The above is a long-winded way of saying Yarvin is being utopian. He is advocating for the status equivalent of amorality. People of Earth! Lay down your respects, that we may lay down our contempts.
 For instance, if a smarter person was actually a better person, a court should take his testimony more seriously. He’s more likely to tell the truth, since he’s a better person.
Is your grandma a vampire? In this case, science (at least currently) says yes, your grandma is a vampire: higher-IQ folk in fact lie less. Ha....ha....oh shit.
 He’ll be a better husband and parent, since he’s a better person. Wat?
Clark's Malthusian grinder works via surviving children. I think 'surviving' is a decent proxy for 'better parent.' How about you?
Dumber folk are more likely to get divorced. (See also Charles Murray's Fishtown.) Again, whether we get divorced doesn't directly tell us whether we profit or suffer from having been married, but it gives us a good first guess.
IQism is the arrogant ideology of a live ruling elite. 50 years ago, the jocks and cheerleaders handed over Detroit to the professors and journalists. How’s that working out for Detroit?
I'm not sure if it's worse if Yarvin is lying here or if he really believes this. It's sophism. Effective, but misleading at best.
The rulers of Detroit made out very well at the expense of Detroit itself, because they were rewarded for looting it and punished for stewarding. These incentives have nothing to do with their social caste, except insofar as the gatekeepers of the ruling class wanted other scholar-caste folk like themselves.

..........

_WHAT TO DO_.
(a) According to the excerpt, what does science currently say about how often higher-IQ people lie?
(b) Summarize the excerpt in two sentences.
(c) Return word for word the part of the excerpt from "For instance, if" up to and including "good first guess.".

_DATA LINES_.
..........

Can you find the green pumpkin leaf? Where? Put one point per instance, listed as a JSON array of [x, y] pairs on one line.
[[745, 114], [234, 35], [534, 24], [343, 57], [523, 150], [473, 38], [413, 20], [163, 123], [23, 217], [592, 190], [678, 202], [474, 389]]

..........

_RESPONSES IN ORDER_.
(a) Higher-IQ people in fact lie less.

(b) The excerpt argues that Yarvin is being utopian by advocating the status equivalent of amorality, and it answers his claims by pointing out that higher-IQ people lie less and that less intelligent people are more likely to divorce. It also contends that Detroit's rulers did well at the city's expense because they were rewarded for looting it and punished for stewarding it.

(c)
For instance, if a smarter person was actually a better person, a court should take his testimony more seriously. He’s more likely to tell the truth, since he’s a better person.
Is your grandma a vampire? In this case, science (at least currently) says yes, your grandma is a vampire: higher-IQ folk in fact lie less. Ha....ha....oh shit.
 He’ll be a better husband and parent, since he’s a better person. Wat?
Clark's Malthusian grinder works via surviving children. I think 'surviving' is a decent proxy for 'better parent.' How about you?
Dumber folk are more likely to get divorced. (See also Charles Murray's Fishtown.) Again, whether we get divorced doesn't directly tell us whether we profit or suffer from having been married, but it gives us a good first guess.